Reproduce verbatim the lines of the records below, from the line with "You are given this image. The query is: worker with" to the line with "[594,371,636,411]", both ends included.

Data records
○ ○ ○ ○

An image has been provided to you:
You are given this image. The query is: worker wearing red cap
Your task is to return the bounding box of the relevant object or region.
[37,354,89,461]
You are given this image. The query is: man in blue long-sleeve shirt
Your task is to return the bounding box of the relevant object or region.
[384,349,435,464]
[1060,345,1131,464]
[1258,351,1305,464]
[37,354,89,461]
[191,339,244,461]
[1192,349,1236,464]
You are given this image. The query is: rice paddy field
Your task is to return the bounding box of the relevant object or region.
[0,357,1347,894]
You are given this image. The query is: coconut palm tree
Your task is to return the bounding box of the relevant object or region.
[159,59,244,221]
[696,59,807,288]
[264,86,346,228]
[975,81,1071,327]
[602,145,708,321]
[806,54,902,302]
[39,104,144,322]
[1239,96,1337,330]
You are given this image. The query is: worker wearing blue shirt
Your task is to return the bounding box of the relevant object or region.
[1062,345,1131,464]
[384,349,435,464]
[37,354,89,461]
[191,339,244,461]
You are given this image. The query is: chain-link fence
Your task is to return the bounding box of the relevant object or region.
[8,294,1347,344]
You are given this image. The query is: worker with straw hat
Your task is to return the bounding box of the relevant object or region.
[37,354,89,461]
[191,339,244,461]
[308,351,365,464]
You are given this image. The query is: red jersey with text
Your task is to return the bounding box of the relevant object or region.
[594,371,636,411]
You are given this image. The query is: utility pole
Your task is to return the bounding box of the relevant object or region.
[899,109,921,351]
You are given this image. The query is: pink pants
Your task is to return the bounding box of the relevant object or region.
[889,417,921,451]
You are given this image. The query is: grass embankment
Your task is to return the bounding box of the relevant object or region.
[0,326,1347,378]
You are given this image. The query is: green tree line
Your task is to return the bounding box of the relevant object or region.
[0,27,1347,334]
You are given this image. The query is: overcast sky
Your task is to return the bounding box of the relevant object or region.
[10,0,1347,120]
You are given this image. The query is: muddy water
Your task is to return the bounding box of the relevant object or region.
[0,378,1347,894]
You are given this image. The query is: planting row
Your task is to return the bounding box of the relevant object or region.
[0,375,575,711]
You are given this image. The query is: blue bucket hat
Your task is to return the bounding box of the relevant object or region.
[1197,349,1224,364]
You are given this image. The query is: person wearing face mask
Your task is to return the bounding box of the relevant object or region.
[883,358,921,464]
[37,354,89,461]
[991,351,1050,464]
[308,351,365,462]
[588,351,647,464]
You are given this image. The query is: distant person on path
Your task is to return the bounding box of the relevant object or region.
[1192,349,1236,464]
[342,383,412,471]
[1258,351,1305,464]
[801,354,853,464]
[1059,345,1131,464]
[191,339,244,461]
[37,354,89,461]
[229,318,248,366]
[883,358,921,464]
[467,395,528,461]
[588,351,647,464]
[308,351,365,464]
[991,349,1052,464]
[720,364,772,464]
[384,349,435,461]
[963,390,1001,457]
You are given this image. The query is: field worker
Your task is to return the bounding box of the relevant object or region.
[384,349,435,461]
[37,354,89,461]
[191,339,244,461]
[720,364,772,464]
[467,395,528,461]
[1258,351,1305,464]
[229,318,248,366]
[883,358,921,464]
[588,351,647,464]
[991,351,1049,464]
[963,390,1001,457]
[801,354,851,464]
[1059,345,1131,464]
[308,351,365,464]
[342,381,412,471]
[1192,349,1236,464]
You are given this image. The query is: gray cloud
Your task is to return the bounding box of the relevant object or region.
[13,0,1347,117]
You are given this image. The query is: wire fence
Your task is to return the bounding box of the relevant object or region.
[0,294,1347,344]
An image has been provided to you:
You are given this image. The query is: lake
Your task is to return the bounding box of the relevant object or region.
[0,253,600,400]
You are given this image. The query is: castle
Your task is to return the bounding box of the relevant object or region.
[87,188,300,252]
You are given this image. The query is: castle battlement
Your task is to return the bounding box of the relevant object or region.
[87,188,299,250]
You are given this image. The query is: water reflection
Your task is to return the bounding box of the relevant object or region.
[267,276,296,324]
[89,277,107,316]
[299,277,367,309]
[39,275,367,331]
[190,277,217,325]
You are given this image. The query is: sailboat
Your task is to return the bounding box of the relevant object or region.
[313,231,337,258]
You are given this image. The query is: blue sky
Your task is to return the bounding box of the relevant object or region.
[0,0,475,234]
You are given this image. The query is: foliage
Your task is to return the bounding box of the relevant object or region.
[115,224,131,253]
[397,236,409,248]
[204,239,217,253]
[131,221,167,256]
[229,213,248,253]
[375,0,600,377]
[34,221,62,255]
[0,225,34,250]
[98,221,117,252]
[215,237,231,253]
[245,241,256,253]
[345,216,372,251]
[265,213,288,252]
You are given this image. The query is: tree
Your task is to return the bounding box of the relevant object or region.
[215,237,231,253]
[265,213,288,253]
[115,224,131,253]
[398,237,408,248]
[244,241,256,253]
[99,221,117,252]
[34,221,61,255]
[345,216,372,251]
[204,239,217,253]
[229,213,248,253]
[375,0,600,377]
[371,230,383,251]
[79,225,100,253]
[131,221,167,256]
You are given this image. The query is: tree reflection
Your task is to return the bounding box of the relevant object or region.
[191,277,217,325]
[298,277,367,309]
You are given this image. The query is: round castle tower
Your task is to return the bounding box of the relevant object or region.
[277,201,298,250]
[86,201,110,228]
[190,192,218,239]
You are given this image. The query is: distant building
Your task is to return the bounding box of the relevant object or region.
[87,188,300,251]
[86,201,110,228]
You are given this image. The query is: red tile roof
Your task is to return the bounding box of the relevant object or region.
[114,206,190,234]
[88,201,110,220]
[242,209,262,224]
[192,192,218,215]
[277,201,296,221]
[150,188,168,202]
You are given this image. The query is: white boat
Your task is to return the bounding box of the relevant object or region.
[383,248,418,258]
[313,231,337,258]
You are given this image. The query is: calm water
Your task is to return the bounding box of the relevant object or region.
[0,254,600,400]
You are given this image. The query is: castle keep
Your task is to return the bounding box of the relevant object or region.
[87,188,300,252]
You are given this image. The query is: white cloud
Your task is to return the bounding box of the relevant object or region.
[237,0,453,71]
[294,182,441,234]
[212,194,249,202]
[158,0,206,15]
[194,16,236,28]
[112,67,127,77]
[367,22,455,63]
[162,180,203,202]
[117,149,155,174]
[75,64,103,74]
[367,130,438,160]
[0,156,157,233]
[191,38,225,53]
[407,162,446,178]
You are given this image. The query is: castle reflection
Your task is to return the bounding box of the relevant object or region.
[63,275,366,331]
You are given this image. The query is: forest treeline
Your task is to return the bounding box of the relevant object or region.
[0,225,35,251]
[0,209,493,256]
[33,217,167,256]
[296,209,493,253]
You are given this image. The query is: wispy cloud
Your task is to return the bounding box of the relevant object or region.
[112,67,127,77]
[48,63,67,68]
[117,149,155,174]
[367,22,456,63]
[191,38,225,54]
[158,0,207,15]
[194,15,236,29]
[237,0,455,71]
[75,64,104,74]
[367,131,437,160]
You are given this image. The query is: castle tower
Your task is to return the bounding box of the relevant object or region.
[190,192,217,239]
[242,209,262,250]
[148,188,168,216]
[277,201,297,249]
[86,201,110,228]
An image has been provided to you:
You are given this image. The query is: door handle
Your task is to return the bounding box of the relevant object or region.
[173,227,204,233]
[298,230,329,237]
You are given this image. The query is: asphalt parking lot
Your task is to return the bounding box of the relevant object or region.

○ ○ ○ ○

▸ The response
You are given this image. The query is: worker with straw hat
Your task is to return the bounding box of the relevant object or region.
[37,354,89,461]
[191,339,244,461]
[308,351,365,464]
You are given this image. The query is: red jersey with text
Your task is to return the bounding box of the relevant object or region.
[594,371,636,411]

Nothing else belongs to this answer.